[Image-grounded pointing data]

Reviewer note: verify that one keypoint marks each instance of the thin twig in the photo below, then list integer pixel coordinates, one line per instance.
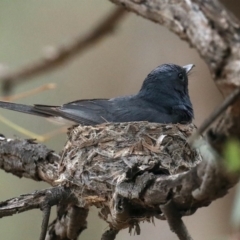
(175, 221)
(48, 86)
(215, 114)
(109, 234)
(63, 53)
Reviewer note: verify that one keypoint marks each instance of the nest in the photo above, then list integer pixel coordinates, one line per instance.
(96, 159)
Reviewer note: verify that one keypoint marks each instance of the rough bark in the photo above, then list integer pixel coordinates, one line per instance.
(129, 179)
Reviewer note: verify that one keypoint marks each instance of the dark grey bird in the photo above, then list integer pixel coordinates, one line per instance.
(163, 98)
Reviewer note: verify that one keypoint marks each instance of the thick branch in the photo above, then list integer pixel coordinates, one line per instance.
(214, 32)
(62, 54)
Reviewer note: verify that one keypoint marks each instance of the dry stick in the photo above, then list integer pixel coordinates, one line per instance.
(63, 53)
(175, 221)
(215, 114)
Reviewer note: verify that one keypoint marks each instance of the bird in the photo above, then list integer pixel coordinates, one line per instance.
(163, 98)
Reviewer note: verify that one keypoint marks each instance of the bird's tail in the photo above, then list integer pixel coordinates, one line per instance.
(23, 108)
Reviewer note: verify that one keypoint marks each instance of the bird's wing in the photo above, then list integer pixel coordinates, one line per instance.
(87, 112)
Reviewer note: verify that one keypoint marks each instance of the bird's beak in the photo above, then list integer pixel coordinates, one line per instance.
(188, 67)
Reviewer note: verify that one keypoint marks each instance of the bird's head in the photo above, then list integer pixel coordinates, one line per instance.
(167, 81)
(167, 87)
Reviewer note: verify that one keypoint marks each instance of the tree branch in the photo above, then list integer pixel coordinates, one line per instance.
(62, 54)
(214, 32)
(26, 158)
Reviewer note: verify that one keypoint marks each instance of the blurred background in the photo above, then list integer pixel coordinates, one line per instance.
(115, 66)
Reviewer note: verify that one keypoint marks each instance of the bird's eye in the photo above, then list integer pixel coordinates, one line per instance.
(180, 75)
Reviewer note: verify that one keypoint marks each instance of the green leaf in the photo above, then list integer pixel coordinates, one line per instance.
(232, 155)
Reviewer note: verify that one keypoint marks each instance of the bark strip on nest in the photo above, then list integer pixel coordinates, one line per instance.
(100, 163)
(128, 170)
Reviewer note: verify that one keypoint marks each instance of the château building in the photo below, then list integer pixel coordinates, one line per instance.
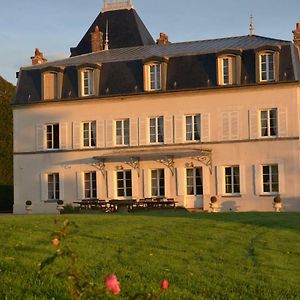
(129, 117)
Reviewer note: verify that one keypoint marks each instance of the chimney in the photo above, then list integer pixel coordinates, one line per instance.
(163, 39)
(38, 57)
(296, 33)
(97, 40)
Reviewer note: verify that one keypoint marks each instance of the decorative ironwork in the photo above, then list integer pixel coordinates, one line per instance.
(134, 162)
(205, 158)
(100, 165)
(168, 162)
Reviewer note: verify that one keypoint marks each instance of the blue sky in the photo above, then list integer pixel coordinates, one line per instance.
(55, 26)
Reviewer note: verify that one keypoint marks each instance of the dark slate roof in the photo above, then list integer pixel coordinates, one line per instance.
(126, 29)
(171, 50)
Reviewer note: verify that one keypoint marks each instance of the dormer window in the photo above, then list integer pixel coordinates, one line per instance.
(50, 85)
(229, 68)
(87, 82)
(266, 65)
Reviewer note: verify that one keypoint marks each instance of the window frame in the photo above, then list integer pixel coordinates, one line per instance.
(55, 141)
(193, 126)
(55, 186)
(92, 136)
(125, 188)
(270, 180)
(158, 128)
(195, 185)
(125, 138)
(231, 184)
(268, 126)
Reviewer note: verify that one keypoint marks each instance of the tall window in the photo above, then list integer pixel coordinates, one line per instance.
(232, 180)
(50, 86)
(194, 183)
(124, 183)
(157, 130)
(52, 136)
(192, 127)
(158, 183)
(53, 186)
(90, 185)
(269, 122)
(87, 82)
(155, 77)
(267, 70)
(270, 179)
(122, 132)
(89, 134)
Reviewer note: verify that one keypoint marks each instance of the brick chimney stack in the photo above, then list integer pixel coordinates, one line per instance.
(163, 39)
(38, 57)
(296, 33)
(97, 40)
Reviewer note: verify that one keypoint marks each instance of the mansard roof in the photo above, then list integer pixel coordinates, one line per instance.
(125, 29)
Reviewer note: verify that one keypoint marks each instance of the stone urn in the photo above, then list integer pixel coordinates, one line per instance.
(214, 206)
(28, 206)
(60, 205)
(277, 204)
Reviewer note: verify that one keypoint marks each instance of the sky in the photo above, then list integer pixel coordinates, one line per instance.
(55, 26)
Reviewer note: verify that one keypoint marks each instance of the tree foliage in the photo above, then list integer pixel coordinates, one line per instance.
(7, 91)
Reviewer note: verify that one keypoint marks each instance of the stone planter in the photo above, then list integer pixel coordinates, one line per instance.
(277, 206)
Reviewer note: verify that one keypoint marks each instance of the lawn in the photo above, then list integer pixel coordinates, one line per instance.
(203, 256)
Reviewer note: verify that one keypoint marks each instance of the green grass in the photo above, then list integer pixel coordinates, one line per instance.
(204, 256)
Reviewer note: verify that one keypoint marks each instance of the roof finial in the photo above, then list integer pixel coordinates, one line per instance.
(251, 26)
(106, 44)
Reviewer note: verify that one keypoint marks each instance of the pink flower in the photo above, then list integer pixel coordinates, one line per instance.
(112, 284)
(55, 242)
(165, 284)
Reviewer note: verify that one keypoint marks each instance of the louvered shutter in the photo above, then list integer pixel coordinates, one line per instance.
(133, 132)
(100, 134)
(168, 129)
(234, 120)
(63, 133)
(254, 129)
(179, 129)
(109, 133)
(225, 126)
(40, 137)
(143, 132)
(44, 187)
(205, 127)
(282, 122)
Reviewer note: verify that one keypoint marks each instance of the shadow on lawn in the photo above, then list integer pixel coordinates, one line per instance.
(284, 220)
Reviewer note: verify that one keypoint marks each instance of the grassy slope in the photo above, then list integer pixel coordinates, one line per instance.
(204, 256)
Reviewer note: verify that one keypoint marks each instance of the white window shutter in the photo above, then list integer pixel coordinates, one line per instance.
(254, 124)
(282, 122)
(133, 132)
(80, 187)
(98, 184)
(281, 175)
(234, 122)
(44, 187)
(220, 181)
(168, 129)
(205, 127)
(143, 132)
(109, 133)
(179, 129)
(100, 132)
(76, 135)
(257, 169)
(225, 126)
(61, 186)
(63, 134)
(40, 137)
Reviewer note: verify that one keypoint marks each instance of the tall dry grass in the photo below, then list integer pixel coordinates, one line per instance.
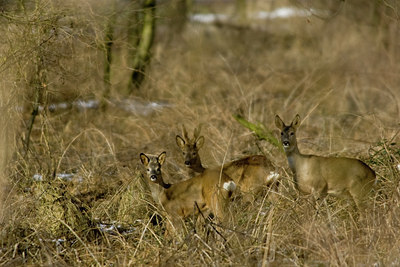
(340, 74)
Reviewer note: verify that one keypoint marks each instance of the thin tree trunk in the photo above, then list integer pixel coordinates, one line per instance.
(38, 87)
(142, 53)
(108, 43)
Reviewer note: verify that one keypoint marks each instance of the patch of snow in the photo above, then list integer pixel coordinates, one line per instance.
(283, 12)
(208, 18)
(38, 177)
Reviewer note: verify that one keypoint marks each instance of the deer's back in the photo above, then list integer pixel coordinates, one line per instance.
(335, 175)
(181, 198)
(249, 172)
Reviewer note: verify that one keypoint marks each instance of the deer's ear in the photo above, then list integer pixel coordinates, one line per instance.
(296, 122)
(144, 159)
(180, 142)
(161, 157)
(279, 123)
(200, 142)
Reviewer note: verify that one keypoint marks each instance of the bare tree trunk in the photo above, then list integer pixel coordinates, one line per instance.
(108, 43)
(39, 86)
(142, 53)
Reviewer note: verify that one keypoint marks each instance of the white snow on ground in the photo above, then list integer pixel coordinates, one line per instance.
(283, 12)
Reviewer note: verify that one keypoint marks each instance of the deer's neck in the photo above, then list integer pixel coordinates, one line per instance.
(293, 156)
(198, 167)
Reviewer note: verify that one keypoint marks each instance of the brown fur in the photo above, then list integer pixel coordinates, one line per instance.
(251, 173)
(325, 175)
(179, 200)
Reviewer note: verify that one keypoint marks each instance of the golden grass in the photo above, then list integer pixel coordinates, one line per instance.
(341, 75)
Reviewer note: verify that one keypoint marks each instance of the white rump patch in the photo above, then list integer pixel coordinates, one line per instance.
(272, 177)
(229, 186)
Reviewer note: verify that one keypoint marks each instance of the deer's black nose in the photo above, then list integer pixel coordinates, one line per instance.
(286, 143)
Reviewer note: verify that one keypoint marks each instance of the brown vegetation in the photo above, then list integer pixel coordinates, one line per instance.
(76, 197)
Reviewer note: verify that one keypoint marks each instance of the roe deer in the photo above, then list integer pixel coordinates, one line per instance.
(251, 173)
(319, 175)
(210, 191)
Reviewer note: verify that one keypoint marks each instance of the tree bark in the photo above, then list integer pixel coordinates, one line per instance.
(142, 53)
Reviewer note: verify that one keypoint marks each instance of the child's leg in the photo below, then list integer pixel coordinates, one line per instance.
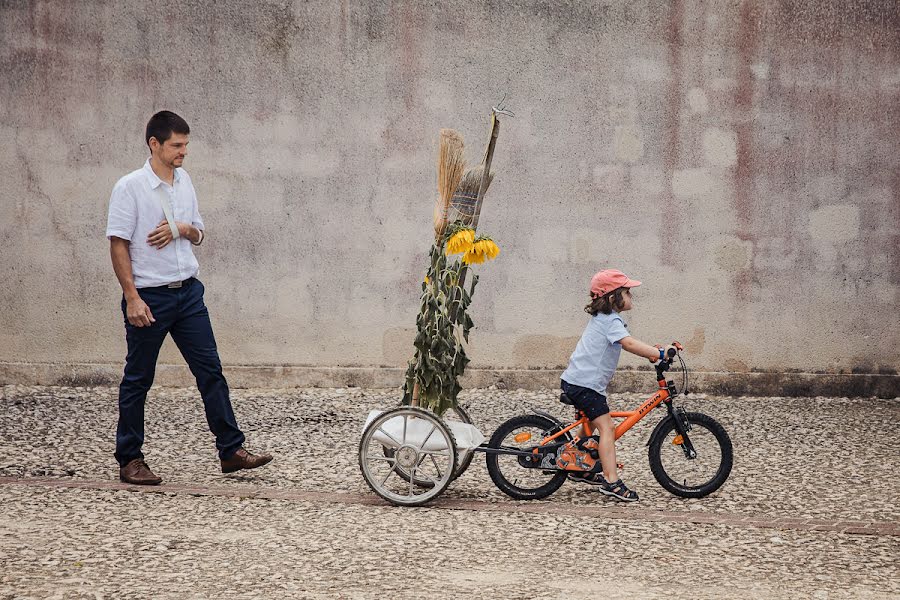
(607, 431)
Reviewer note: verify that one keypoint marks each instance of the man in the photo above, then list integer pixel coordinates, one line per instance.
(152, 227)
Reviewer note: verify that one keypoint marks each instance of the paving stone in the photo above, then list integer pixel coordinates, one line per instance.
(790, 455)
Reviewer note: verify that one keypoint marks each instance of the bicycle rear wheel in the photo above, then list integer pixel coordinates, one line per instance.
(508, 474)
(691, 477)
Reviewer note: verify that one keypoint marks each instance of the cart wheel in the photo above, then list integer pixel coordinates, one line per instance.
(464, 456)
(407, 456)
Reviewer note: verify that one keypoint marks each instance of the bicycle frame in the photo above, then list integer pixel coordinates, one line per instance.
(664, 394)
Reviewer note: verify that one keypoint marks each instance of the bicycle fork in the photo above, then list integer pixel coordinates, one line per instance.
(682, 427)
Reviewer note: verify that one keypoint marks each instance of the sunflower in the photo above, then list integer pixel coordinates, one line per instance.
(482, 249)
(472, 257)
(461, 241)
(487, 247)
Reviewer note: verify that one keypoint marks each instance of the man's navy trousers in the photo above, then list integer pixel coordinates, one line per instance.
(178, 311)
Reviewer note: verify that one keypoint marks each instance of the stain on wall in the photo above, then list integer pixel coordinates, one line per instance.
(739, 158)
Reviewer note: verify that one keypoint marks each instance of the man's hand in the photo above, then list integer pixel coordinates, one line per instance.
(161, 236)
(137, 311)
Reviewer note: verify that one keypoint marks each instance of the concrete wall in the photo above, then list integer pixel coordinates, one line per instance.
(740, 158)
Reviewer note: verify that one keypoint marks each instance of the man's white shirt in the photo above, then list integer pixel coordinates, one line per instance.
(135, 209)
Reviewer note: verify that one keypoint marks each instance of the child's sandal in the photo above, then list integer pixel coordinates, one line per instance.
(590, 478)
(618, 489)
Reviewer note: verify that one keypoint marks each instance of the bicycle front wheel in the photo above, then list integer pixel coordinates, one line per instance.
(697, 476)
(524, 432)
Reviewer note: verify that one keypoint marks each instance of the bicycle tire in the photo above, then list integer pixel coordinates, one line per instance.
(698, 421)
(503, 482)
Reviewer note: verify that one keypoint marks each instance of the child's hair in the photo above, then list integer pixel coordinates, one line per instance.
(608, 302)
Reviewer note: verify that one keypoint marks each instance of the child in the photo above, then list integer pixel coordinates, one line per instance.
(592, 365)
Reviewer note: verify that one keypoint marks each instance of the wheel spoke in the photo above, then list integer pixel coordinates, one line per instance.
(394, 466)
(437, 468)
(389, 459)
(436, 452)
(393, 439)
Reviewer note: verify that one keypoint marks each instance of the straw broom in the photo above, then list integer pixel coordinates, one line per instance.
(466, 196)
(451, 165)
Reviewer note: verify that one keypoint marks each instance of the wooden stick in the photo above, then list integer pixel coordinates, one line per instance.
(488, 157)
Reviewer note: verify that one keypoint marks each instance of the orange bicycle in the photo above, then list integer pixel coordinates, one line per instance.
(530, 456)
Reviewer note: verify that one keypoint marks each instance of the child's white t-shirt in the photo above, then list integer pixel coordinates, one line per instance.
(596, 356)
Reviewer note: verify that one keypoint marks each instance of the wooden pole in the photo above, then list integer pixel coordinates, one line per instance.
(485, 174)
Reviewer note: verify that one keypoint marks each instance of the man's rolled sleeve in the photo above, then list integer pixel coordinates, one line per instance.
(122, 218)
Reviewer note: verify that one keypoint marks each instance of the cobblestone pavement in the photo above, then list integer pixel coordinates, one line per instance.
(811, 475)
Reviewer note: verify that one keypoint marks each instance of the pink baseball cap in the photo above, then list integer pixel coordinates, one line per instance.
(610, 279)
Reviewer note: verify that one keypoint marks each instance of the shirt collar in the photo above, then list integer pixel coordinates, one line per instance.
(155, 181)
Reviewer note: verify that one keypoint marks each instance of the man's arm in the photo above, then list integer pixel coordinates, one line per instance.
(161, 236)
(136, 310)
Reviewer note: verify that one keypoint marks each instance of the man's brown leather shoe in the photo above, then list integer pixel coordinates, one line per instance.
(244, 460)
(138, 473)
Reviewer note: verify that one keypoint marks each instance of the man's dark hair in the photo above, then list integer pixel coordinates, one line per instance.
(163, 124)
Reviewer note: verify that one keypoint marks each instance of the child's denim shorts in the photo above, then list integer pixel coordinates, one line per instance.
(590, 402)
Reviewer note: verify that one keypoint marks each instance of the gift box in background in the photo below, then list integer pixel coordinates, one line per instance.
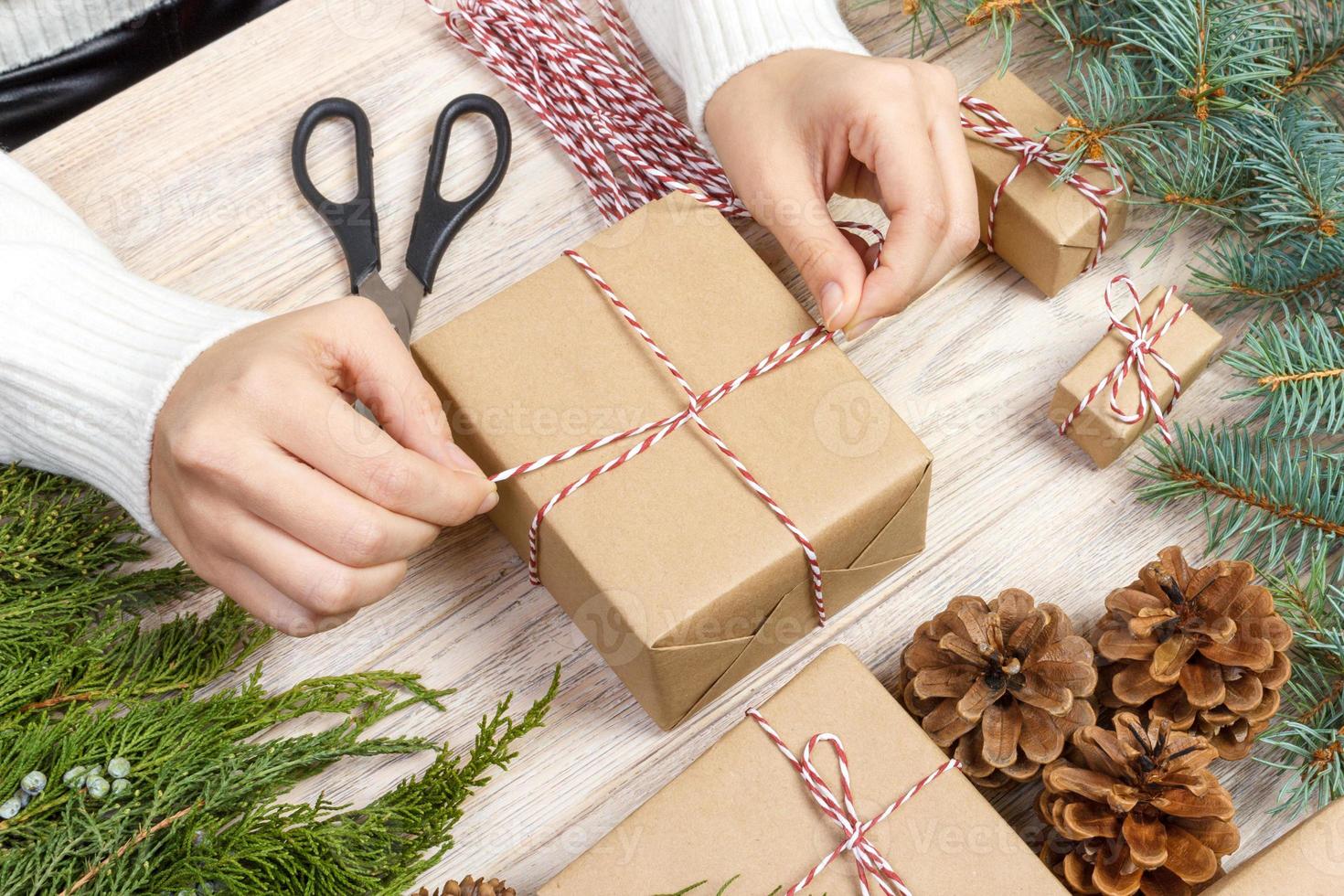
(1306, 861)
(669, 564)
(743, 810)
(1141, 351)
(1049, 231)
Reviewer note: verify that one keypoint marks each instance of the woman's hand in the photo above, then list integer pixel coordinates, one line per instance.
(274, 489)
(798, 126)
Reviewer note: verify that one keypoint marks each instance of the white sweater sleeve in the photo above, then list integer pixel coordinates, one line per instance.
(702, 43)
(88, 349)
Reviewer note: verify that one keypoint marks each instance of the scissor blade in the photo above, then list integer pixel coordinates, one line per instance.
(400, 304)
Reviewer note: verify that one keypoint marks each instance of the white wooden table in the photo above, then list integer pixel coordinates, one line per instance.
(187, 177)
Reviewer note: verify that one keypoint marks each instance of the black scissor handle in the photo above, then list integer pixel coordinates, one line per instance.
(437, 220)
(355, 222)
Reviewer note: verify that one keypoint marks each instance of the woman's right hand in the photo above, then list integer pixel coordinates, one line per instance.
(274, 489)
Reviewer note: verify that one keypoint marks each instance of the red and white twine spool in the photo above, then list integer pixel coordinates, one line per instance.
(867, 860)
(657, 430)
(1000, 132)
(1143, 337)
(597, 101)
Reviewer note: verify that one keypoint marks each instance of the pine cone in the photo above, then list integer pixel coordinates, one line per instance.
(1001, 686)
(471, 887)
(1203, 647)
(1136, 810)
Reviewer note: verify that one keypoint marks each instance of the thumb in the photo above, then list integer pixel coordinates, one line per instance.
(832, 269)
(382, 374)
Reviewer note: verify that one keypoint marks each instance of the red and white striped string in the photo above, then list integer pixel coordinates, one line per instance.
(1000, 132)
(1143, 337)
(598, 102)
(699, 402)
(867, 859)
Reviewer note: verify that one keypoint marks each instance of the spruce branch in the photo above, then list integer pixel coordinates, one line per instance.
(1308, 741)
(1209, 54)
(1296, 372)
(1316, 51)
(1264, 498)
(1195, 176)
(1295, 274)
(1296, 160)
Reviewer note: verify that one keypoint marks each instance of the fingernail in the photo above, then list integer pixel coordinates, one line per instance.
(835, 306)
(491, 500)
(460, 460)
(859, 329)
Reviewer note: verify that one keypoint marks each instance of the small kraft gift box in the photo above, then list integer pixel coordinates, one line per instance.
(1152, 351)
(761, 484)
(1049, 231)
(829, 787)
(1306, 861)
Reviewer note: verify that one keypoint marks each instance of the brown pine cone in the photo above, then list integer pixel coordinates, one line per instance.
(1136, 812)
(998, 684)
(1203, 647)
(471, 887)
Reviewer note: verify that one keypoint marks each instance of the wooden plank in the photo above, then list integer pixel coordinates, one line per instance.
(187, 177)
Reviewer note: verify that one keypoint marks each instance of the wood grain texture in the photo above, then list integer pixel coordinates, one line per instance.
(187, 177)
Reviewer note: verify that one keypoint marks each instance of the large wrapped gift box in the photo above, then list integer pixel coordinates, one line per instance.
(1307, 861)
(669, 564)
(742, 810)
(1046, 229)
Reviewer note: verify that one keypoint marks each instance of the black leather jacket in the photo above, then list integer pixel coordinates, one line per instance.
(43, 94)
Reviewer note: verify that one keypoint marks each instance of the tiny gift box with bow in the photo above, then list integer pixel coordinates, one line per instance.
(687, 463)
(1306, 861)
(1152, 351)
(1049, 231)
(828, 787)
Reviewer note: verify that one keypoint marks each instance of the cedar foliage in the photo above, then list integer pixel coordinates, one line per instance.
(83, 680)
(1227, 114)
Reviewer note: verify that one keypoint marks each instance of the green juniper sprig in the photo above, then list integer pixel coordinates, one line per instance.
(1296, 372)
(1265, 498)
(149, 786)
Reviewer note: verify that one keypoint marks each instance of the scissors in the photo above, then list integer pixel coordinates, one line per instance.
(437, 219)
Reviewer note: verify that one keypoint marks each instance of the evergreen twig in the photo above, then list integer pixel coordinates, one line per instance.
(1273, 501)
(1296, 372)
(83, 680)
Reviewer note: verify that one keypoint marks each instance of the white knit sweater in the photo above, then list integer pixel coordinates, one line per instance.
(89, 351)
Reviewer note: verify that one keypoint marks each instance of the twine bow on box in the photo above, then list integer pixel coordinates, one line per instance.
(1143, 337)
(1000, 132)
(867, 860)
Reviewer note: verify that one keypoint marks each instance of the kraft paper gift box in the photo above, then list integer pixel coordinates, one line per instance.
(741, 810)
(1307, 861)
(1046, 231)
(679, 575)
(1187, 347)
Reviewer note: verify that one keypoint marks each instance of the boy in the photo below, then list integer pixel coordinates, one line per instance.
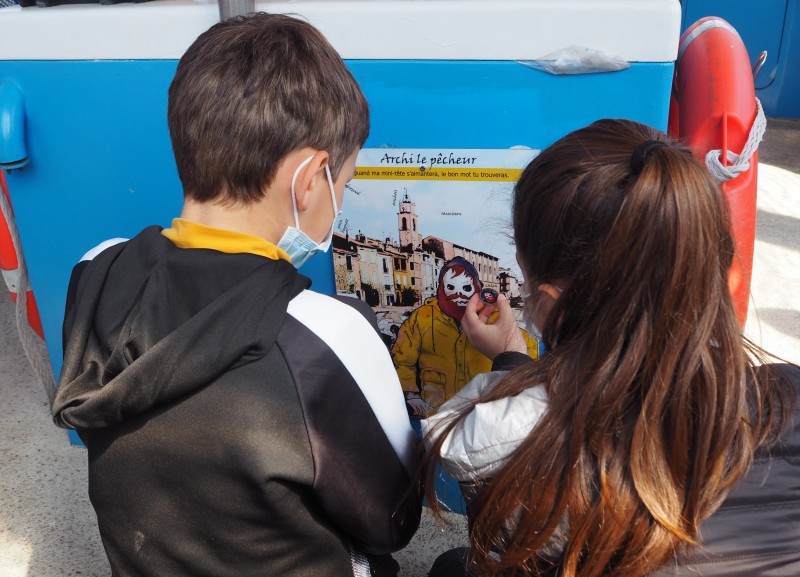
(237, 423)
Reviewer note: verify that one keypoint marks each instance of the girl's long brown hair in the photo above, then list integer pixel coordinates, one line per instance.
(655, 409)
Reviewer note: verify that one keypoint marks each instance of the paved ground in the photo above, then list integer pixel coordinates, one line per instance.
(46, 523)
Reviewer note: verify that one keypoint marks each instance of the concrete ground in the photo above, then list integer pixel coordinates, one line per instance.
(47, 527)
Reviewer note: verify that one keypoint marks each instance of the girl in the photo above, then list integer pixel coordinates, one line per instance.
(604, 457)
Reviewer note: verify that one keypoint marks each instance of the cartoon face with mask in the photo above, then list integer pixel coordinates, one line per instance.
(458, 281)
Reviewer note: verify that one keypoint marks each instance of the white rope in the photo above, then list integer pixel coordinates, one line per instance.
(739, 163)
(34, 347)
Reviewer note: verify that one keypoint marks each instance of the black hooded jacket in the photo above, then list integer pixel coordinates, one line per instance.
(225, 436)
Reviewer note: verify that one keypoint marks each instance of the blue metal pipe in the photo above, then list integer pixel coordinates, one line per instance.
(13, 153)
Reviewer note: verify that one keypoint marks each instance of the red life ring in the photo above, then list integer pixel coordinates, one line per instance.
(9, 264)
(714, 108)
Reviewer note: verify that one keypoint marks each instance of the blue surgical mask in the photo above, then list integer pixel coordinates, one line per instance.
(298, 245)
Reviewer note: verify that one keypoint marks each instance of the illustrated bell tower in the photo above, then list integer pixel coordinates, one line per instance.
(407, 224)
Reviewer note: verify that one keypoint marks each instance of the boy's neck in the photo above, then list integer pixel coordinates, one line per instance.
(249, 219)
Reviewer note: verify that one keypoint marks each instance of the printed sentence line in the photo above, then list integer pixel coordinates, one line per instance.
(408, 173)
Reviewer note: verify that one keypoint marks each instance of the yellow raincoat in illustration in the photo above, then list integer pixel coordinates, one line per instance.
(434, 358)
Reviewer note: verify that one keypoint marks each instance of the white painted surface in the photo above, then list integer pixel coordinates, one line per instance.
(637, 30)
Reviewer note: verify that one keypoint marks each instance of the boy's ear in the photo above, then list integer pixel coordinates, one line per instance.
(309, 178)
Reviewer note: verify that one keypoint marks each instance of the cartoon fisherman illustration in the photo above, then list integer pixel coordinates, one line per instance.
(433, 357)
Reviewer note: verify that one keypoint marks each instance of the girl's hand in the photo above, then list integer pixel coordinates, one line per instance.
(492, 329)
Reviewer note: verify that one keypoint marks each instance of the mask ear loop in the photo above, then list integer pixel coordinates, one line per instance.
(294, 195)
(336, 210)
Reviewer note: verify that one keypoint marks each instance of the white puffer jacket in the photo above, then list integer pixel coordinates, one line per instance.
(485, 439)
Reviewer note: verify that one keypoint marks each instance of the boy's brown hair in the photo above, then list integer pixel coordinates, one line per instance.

• _What needs to be done_: Exactly the lines from the one containing "the girl's hand" through the end of the records above should be returned, with both ends kept.

• _Exercise output_:
Reviewer note: verify that one keypoint marks each instance of the girl's hand in the photo above, then list integer pixel coordinates, one line per instance.
(492, 329)
Reviewer note: verify that one keypoint marks each instance of the mask ear loop in the photo above, then list integer pixel coordinates, one line per instance.
(294, 195)
(336, 210)
Reviewer note: verify that one keypoint marks each instance of the white puffer jacket in the photo above, then list integer pixel coordinates, one line per instance.
(485, 439)
Reviewer note: verify that one keypoint marks each instance of the boy's brown hair in the photo above, then list integer pixel coordinates, one line per instance.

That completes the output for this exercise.